= PROBLEM TO SOLVE =
Copy out everything from the line containing "Where can the clay" down to the end of the records, both ends included, character for character.

•••••

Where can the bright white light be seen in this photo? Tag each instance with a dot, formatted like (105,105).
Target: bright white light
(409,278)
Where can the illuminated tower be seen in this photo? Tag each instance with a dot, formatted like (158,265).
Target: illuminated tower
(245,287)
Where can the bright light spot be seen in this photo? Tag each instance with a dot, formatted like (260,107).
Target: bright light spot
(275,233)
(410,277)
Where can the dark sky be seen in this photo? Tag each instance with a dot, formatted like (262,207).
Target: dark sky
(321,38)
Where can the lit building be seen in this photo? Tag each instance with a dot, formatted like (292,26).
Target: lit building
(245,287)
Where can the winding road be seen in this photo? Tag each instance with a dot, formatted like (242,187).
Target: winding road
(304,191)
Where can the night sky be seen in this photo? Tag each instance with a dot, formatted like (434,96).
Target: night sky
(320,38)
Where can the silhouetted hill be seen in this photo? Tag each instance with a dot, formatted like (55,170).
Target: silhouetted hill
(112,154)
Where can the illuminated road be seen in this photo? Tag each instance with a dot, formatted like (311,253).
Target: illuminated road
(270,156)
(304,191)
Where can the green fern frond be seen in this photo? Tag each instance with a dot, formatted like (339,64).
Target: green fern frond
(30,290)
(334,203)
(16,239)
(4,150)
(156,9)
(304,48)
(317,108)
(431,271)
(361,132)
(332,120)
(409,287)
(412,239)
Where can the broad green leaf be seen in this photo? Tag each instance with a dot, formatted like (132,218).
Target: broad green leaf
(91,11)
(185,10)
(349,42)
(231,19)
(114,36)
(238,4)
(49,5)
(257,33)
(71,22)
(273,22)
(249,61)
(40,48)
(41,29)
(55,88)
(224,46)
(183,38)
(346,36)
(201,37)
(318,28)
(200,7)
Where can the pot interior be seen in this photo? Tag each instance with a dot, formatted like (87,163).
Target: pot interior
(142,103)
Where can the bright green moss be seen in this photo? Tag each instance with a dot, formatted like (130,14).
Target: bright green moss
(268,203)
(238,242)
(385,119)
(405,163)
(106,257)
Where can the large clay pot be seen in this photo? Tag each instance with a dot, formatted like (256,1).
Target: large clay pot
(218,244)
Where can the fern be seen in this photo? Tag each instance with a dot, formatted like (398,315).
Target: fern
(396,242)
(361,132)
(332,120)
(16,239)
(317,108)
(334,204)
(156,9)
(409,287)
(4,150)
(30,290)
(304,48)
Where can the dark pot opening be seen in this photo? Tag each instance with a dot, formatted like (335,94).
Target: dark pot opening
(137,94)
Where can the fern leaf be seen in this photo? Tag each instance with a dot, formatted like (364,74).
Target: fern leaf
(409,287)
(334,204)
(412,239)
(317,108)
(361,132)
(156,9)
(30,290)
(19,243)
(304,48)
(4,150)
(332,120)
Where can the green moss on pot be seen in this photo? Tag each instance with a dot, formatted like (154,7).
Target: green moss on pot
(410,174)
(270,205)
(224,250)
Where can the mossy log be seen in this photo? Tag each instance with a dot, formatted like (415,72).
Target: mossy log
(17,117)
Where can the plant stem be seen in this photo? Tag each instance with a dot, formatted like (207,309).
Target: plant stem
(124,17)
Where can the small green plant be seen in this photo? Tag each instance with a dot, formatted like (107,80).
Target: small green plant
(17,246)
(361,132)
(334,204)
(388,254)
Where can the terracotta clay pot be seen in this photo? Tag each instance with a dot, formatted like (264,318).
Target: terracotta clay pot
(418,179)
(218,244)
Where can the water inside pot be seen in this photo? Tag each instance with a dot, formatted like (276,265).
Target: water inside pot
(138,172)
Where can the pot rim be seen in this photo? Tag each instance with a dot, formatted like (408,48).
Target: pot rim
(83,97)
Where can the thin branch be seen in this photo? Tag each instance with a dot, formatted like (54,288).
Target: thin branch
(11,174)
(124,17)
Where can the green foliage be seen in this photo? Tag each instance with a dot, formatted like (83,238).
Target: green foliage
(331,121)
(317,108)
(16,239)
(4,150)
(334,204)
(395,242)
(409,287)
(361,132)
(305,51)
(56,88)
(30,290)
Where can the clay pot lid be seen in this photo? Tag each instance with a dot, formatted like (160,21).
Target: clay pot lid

•••••

= ANSWER TO THE TASK =
Where can the clay pot lid be seen in this photo? Tag each instance with a dot, formatted like (160,21).
Target: clay pot lid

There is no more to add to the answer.